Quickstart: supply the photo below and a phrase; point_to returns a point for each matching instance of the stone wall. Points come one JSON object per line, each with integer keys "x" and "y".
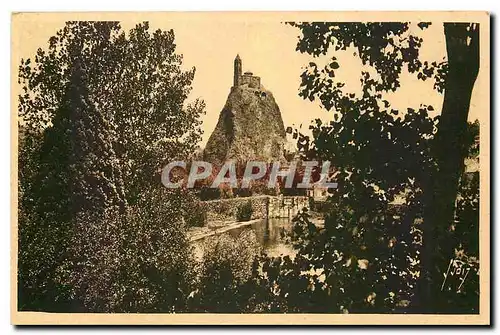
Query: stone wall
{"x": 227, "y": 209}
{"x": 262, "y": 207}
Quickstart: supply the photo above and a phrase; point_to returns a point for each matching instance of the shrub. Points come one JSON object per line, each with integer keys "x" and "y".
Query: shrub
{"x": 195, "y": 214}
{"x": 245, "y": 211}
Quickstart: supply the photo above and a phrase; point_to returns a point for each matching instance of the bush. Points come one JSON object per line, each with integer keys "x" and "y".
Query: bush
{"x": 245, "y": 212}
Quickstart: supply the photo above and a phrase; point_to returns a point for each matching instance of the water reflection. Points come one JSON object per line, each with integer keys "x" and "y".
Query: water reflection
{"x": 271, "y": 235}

- - - - -

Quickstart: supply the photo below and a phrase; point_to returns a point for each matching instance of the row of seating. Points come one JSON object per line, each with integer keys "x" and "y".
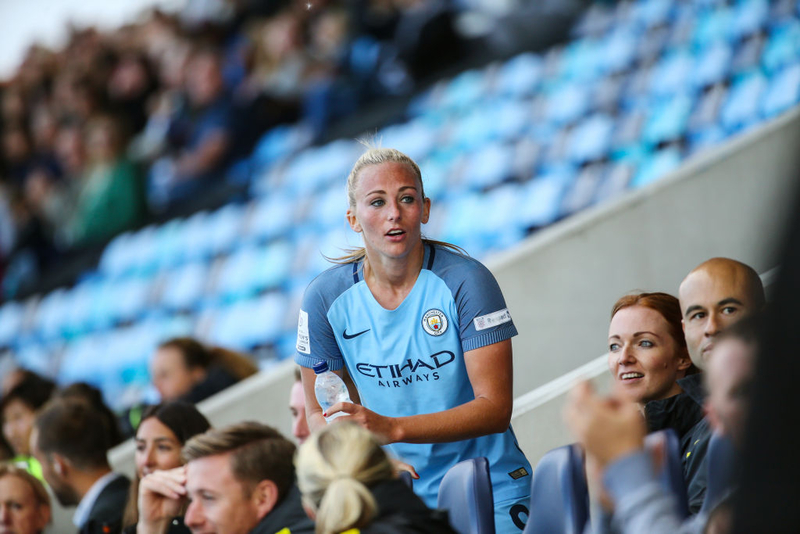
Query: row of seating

- - - - -

▶ EXERCISE BRIEF
Please return every line in the data that includes the string "below".

▶ TASK ANSWER
Quickstart: supply the photo below and a phrase; point_to returns a point for each matching instance of the stone wall. Points come one JSON object per line, each with integer keys "x" and "y".
Quickstart: supply the photo below and a phrase; point_to returns a point for each matching instance of the row of seating. Points come one JSON object per line, each with integer keys "x" and "y".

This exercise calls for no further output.